(MATERIAL SHOWN)

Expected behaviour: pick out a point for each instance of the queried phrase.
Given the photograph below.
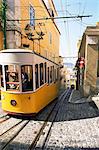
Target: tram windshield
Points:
(12, 77)
(27, 78)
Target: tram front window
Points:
(12, 77)
(27, 78)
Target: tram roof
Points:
(16, 51)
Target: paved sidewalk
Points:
(76, 126)
(76, 97)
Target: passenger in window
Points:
(24, 80)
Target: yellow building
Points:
(30, 24)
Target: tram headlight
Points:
(13, 102)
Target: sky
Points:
(73, 29)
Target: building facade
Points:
(88, 61)
(30, 24)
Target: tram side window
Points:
(41, 74)
(55, 75)
(27, 78)
(1, 77)
(45, 73)
(51, 74)
(36, 76)
(48, 75)
(12, 77)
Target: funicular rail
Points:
(31, 133)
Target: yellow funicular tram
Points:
(28, 81)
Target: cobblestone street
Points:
(76, 127)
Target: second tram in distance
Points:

(End MATERIAL SHOWN)

EXERCISE AIM:
Pictures are to be left out; please print the rest of the records above word for word.

ANSWER SECTION:
Expected behaviour: pick out a point for each instance of the queried phrase.
Given the photograph below.
Target: tram windshield
Points:
(12, 77)
(27, 78)
Target: tram front window
Points:
(12, 77)
(27, 78)
Target: tram roof
Points:
(16, 51)
Target: paved sidewalk
Points:
(76, 126)
(76, 97)
Target: passenger in window
Points:
(24, 80)
Target: yellow building
Points:
(30, 24)
Target: tram headlight
Points:
(13, 102)
Target: sky
Points:
(73, 29)
Target: building facade
Points:
(88, 61)
(30, 24)
Target: tram side window
Points:
(41, 74)
(55, 75)
(27, 78)
(1, 77)
(45, 73)
(51, 74)
(36, 76)
(48, 75)
(12, 77)
Target: funicular rail
Points:
(31, 133)
Target: yellow funicular tram
Points:
(28, 81)
Target: cobblestone street
Points:
(76, 127)
Target: second tram in distance
Points:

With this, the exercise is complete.